--- START ---

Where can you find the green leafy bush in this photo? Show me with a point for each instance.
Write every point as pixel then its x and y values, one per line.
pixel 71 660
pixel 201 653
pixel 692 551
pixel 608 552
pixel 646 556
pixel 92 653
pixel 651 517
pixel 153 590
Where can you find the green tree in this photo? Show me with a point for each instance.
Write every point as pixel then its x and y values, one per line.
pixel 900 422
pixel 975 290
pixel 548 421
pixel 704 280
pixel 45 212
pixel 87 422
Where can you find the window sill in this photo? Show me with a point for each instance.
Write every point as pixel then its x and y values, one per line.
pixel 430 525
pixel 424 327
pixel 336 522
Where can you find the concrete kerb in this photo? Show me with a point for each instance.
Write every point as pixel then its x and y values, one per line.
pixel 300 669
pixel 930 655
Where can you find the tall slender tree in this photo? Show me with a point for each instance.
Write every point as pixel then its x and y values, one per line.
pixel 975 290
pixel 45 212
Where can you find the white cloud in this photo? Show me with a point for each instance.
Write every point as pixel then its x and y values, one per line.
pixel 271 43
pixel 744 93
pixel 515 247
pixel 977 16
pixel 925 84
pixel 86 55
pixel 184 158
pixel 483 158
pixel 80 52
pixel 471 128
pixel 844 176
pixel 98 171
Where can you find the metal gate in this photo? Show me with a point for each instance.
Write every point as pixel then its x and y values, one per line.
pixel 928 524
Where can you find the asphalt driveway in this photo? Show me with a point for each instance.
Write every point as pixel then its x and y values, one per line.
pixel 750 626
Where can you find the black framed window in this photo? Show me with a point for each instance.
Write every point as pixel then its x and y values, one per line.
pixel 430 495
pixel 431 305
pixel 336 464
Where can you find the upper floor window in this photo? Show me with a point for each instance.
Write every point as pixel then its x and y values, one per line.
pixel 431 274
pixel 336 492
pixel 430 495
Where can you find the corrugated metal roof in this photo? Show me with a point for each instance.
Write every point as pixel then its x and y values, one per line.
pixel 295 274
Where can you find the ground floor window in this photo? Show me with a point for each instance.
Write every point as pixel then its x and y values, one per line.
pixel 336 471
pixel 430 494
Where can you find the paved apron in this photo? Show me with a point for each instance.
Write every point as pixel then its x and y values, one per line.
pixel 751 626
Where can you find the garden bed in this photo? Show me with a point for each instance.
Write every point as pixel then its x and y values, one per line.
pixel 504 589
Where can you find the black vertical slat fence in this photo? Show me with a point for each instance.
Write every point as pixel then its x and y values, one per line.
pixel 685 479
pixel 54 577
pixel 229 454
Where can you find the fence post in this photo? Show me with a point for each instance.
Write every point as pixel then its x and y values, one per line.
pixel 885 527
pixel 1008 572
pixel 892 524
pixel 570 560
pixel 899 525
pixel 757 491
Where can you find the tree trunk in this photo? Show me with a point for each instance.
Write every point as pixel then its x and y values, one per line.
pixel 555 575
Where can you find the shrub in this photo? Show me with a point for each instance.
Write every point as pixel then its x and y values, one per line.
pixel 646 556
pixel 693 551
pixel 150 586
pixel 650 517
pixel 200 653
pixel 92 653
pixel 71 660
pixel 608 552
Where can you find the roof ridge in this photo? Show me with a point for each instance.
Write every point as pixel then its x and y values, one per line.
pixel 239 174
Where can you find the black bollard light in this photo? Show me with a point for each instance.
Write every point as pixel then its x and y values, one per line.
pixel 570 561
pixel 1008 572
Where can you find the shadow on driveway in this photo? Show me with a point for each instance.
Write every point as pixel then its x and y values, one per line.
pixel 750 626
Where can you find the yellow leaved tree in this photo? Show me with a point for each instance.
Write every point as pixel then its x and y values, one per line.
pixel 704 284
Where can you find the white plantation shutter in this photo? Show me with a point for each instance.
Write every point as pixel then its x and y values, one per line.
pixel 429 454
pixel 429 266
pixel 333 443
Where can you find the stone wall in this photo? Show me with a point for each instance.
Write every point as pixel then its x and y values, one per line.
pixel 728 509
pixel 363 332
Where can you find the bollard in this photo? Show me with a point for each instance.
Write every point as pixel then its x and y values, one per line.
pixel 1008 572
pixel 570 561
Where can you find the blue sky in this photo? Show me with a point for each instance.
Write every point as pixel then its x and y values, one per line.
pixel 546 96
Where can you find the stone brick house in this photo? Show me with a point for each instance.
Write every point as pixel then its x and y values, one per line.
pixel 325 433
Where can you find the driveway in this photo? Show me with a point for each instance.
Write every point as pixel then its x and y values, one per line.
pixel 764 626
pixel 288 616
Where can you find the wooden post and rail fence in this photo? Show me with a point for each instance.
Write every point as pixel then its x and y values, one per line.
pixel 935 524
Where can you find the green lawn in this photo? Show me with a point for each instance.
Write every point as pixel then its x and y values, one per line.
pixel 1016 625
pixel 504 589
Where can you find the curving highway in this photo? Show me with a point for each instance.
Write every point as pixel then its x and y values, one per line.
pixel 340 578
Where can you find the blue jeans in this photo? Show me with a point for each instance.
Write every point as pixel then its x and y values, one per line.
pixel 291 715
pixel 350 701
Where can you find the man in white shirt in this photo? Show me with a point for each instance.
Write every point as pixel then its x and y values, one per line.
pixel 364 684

--- END ---
--- START ---

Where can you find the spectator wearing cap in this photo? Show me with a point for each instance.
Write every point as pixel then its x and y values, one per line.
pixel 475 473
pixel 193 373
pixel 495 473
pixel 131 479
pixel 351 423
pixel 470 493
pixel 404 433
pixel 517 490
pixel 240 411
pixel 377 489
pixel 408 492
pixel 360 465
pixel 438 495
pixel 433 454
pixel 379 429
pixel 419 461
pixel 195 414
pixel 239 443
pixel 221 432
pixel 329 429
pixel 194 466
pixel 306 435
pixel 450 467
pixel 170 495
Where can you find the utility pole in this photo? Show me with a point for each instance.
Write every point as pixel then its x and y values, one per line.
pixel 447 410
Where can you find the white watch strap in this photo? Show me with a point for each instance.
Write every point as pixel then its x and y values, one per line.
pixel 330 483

--- END ---
--- START ---

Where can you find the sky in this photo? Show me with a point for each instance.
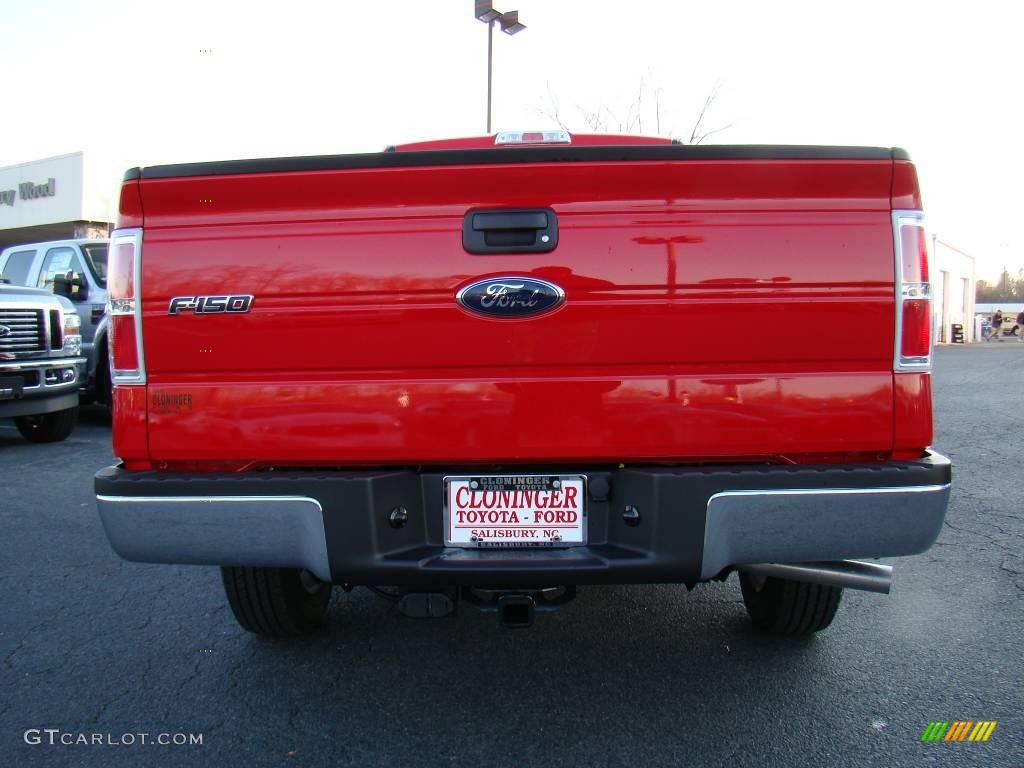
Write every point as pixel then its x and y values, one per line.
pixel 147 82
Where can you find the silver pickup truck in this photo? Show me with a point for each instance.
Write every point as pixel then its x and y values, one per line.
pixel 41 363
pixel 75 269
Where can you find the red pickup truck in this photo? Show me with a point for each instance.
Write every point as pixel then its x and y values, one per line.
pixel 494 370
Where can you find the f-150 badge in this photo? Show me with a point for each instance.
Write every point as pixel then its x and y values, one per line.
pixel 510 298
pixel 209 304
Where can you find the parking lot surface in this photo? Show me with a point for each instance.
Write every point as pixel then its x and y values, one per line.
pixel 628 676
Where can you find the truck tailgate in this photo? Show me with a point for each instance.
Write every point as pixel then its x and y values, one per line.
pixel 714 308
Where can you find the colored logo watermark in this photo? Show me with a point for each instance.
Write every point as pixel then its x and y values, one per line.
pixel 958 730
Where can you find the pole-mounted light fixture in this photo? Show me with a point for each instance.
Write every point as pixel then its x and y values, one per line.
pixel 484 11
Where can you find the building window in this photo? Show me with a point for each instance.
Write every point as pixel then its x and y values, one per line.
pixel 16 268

--- END ---

What to work on ▸ Return every line of the entries above that the string "black" appears in.

Output for this exercise ▸
Where can you find the black framed window in this photo? Show me with a point for each instance.
Where can you find the black vertical slat fence in this photo? Show me with a point for each instance.
Where can you find the black bollard light in this photo? Show me with a point for each instance.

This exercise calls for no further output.